--- Dataset entries ---
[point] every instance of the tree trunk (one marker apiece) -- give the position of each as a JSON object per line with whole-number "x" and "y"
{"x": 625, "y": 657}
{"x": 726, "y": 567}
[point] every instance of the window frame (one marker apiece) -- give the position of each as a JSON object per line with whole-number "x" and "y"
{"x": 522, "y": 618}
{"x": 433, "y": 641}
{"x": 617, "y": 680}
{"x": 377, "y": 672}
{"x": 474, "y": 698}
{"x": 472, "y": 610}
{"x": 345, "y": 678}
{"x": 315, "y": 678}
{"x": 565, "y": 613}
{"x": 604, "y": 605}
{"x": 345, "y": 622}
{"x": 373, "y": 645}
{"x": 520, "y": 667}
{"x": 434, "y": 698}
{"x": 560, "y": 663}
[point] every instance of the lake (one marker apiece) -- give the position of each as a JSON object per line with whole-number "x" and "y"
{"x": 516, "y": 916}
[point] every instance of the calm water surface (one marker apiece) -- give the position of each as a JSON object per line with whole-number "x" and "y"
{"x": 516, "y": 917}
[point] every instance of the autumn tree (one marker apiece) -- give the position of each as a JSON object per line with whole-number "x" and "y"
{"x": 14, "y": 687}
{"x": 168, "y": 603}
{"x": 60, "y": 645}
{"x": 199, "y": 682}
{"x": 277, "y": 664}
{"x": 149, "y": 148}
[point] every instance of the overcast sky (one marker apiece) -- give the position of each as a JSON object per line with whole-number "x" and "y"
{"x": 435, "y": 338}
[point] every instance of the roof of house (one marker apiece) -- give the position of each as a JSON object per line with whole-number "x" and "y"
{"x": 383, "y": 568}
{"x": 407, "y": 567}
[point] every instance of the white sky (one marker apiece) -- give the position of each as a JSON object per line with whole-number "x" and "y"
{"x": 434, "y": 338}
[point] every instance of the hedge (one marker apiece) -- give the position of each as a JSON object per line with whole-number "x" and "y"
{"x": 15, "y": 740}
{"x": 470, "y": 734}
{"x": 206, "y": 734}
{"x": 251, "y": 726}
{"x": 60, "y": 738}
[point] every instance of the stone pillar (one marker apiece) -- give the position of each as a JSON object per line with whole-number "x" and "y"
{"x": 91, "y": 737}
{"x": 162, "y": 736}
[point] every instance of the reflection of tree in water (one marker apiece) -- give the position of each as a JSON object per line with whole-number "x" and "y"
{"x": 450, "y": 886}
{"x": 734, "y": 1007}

--- What you will do ---
Print out the whole of the material above exactly as it stands.

--- Written reply ---
[point] every instance of the tree trunk (one marker apiece) -- give the position of each as a JSON object per line with whole-number "x" and "y"
{"x": 625, "y": 657}
{"x": 726, "y": 567}
[point] every instance of the window frame (one marker apiece) -- give the position of each as a JSON object per line with whole-number "x" and "y"
{"x": 522, "y": 618}
{"x": 433, "y": 641}
{"x": 617, "y": 680}
{"x": 377, "y": 672}
{"x": 474, "y": 698}
{"x": 472, "y": 610}
{"x": 345, "y": 678}
{"x": 315, "y": 678}
{"x": 565, "y": 613}
{"x": 604, "y": 605}
{"x": 345, "y": 622}
{"x": 373, "y": 645}
{"x": 520, "y": 667}
{"x": 434, "y": 698}
{"x": 560, "y": 663}
[point] every instance of the lake (one marker apiece) -- give the position of each as a JSON object per line with whole-number "x" and "y"
{"x": 516, "y": 916}
[point] every instance of the calm water surface (one marker apiece) -- give the position of each as a JSON object per line with whole-number "x" and "y"
{"x": 516, "y": 917}
[point] every instance of the autumn tree (one marker apiece) -- give the position of each as a JSON object per line with whole-number "x" and "y"
{"x": 14, "y": 687}
{"x": 168, "y": 603}
{"x": 60, "y": 645}
{"x": 199, "y": 682}
{"x": 277, "y": 664}
{"x": 149, "y": 148}
[point] every instance of the overcast sky (one marker apiece) -- give the position of each as a JSON object per line with whole-number "x" and "y"
{"x": 435, "y": 338}
[point] every instance of the roof of house (one marker apiece) -- give the position of each as a JSON object per line with whole-number "x" and "y"
{"x": 383, "y": 568}
{"x": 407, "y": 567}
[point] every instance of the white sky (one marker apiece) -- give the position of each as a JSON object per line with whole-number "x" and "y"
{"x": 434, "y": 338}
[point] every instance of the hedge (one marker apiece) -- give the position of each as a JSON object per line with whole-number "x" and "y"
{"x": 15, "y": 740}
{"x": 470, "y": 734}
{"x": 206, "y": 734}
{"x": 251, "y": 726}
{"x": 60, "y": 738}
[point] every instance of the stone pillar (one marker apiece) -- give the position of each as a JSON object per line with whole-number "x" and "y"
{"x": 91, "y": 737}
{"x": 162, "y": 736}
[point] every instance of the reflection of tree in water (one marker apiece) -- give the position of each as a JSON object per line with whole-number "x" and "y"
{"x": 450, "y": 886}
{"x": 734, "y": 1007}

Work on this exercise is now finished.